─── Records supplied ───

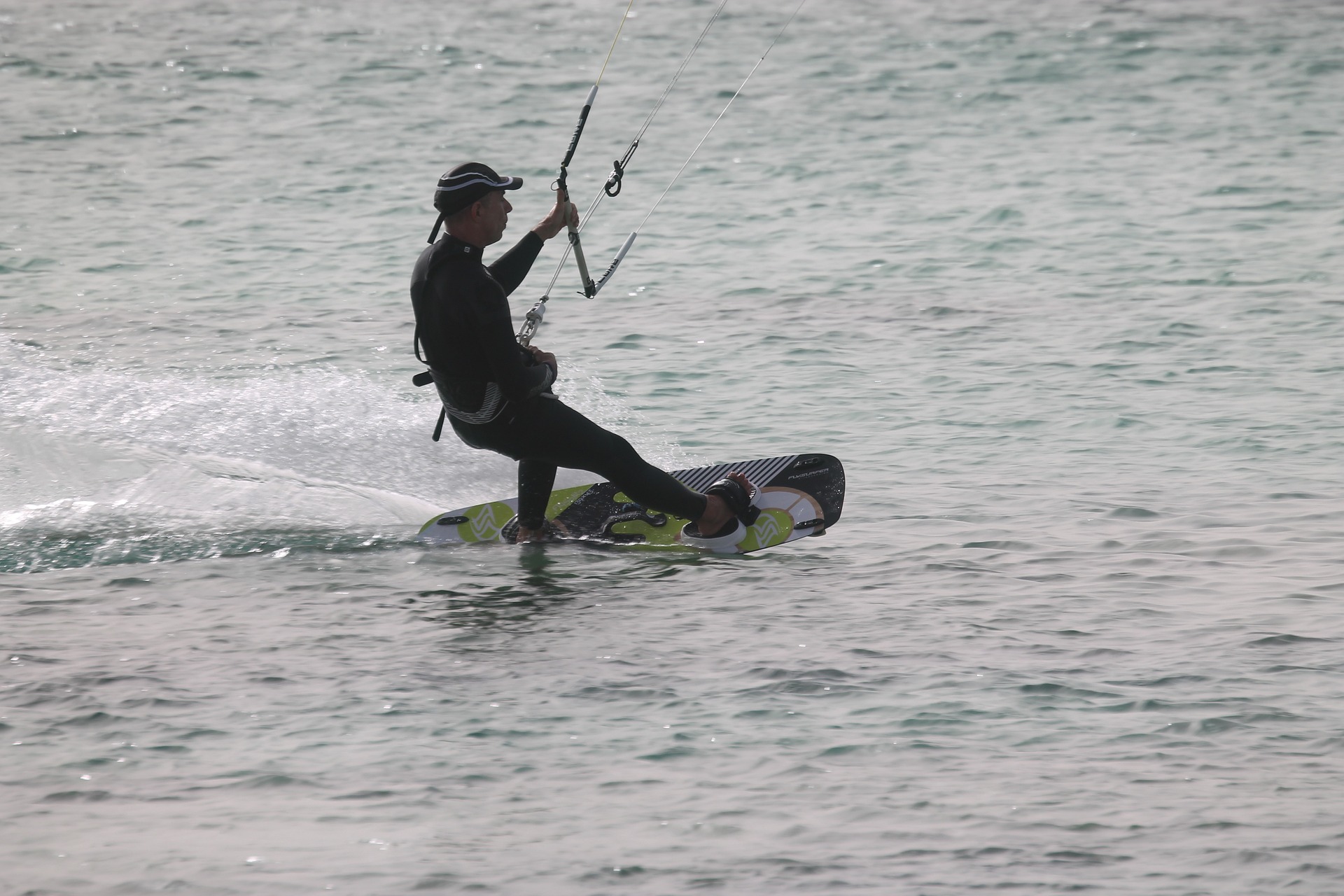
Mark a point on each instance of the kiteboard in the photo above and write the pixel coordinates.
(800, 496)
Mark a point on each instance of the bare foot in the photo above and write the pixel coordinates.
(717, 512)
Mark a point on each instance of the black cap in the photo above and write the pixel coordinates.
(468, 183)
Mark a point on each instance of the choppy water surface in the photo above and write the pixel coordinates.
(1058, 281)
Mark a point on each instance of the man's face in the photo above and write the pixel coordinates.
(493, 219)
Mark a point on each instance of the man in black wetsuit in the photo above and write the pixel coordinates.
(498, 394)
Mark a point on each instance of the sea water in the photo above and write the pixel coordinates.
(1058, 281)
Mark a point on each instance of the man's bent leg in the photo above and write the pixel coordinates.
(558, 434)
(536, 480)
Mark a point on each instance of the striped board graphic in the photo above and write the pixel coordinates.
(800, 496)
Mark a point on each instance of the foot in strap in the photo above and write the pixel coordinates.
(737, 492)
(512, 532)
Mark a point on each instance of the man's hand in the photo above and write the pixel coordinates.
(555, 220)
(543, 358)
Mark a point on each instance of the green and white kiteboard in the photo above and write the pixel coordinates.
(800, 496)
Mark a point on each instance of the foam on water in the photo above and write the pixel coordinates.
(1057, 281)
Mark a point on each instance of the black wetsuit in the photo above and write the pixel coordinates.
(499, 398)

───

* _Exercise objective_:
Return every entry above word for word, and include no images.

* _Written answer_:
Mark a point on each instance of the kiteboard in the photo above and write the pixel coordinates.
(800, 496)
Mark a point on each instance of the bare foot in the photo above and write the pixel coordinates.
(717, 512)
Mark a point on each instance of the black cap in the photo above and write the pixel coordinates.
(468, 183)
Mark a point on each instance of the choppy water surface in the photo above and write the pixel coordinates.
(1058, 281)
Mark a point on each instance of the man's face in the photo above and write the pixel coordinates.
(493, 219)
Mark a point on each instance of the man in black wetsuit in the photo above and write the pixel coordinates.
(498, 394)
Mark a point on each instance of the sea water in the photo above and write the pixel coordinates.
(1058, 281)
Mark a point on each instance of the man's bent leg in the photo above and write the pixel coordinates.
(558, 434)
(536, 480)
Mark a point on each instance of the striped board graphic in the photo above and write the pixel coordinates.
(800, 496)
Mark a point on each instance of the foot in strap in the photo above and write the pixel coordinates.
(737, 492)
(512, 532)
Mark a point on each instance of the man's hand in the photo above and write the pixel coordinates.
(555, 220)
(543, 358)
Mark a point on each instance of the green and white kiteboard in the photo above and write the pixel coordinates.
(800, 496)
Mark a point on each instance of the foam on water in the photo above and write the pixel coordinates.
(1057, 281)
Mark a point on each instance of the black wetsuit in the photo above and write the pixel coordinates.
(499, 398)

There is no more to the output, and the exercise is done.